> [Supplied material]:
━━━━━━━━

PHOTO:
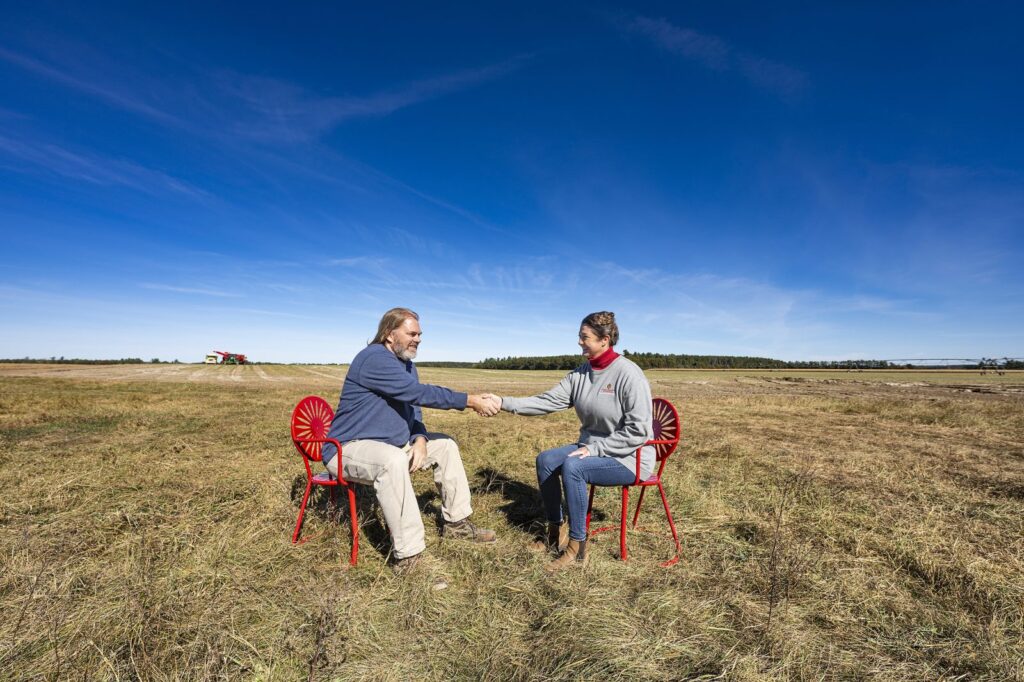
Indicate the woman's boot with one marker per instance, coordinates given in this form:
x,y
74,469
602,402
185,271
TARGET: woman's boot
x,y
558,536
574,555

━━━━━━━━

> [Task to complete]:
Retype every line of the entries above without any changes, but leave out the pictures.

> [Exercise solution]:
PHOTO:
Indicate the woman's boot with one marker per instance, coordinates given in this form:
x,y
74,469
602,402
185,271
TARGET: woman's boot
x,y
558,536
574,555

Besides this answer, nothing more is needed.